## PROBLEM REQUIREMENTS
Retype every line of the material below verbatim, keeping each character, space, and line break unchanged.

======== LISTING

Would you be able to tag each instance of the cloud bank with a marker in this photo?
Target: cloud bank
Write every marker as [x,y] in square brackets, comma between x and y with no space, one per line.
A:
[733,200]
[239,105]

================

## RESULT FOR THIS EXERCISE
Would you be able to tag each instance of the cloud bank with a marker in this photo?
Target: cloud bank
Write every marker as [x,y] in square brackets, comma between x and y with no space, one per line.
A:
[733,200]
[239,105]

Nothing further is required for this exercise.